* Start RECORDS TO PROCESS *

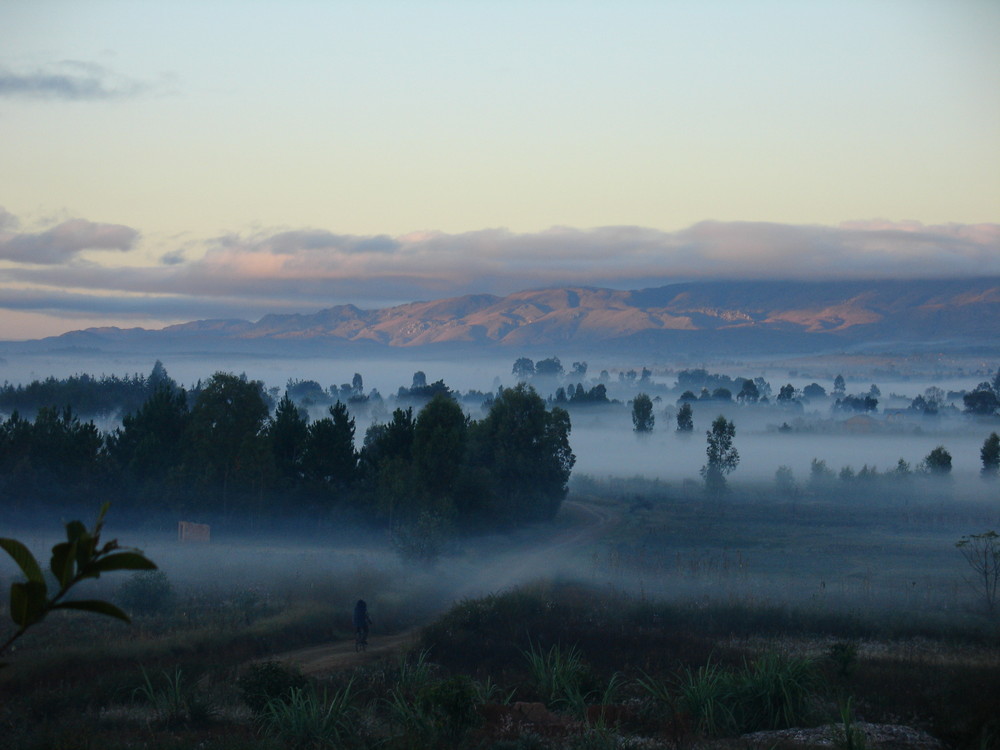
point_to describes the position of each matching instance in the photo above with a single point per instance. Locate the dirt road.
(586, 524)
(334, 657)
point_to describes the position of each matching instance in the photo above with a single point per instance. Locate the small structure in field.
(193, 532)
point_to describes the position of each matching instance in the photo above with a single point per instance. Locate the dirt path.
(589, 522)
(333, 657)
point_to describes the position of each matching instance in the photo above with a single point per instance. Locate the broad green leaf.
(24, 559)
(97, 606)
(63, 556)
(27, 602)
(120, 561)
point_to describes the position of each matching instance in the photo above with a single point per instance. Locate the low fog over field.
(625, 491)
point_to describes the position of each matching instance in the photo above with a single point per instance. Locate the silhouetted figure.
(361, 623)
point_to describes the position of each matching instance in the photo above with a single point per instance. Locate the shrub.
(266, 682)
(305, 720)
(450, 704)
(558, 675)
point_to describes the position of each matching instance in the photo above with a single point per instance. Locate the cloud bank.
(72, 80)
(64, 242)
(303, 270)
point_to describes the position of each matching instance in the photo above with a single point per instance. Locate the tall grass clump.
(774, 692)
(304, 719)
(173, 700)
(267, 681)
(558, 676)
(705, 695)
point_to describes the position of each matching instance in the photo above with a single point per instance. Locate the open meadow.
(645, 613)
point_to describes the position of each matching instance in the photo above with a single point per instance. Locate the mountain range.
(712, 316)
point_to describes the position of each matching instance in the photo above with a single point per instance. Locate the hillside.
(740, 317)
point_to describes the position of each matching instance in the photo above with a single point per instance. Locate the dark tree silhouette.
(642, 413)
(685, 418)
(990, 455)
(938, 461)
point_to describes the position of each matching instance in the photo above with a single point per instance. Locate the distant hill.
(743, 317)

* End RECORDS TO PROCESS *
* Start RECORDS TO PROCESS *

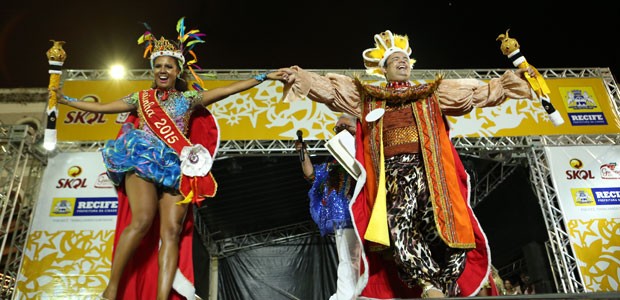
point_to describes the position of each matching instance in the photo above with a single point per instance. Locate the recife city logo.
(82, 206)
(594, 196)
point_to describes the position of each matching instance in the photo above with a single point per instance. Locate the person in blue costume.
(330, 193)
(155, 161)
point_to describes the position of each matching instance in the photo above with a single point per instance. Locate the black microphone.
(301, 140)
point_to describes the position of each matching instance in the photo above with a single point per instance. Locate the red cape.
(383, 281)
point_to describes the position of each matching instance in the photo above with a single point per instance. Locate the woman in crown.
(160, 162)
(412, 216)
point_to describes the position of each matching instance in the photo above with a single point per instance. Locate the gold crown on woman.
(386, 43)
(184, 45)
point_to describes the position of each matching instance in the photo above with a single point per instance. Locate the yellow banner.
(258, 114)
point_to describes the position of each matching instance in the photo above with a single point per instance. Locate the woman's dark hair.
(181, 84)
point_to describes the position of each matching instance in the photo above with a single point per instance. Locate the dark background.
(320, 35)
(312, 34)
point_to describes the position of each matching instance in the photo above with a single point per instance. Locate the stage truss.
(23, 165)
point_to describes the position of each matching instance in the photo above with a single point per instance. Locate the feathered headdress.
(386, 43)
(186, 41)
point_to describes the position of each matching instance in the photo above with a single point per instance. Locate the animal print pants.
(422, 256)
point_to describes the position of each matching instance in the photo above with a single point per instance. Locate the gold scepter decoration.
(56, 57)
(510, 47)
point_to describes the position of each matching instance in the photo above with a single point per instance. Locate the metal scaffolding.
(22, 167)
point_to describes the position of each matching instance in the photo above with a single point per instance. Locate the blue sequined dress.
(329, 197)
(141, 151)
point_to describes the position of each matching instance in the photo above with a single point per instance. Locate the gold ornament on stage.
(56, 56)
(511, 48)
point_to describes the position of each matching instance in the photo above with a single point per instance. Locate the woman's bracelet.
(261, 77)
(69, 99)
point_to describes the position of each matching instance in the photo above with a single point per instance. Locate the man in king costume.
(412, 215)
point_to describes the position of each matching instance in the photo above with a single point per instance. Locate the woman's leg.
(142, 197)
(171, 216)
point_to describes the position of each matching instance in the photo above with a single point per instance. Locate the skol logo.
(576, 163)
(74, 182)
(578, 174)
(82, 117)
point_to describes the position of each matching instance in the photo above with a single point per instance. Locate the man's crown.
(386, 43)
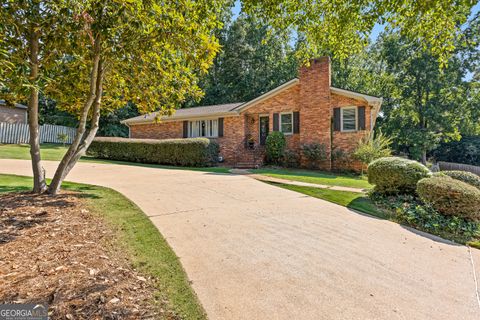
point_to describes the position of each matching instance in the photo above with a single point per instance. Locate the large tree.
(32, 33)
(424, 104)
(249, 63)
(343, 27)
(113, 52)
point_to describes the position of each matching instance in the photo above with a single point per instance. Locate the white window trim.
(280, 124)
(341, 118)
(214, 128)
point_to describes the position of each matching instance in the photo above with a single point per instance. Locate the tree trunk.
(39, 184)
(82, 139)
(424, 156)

* End RECORDS TO PROCESS *

— SHORT TASK —
Copy every line of the entries that contains the word "field", matching its case exactly.

— CORRECT ANSWER —
point_to describes the position of each matching instance in the photo above with a single point per instance. Locate the small structure in field.
point_to describes the position of each matching instance in the photo above with a single point per instance. Locate the low fog over field.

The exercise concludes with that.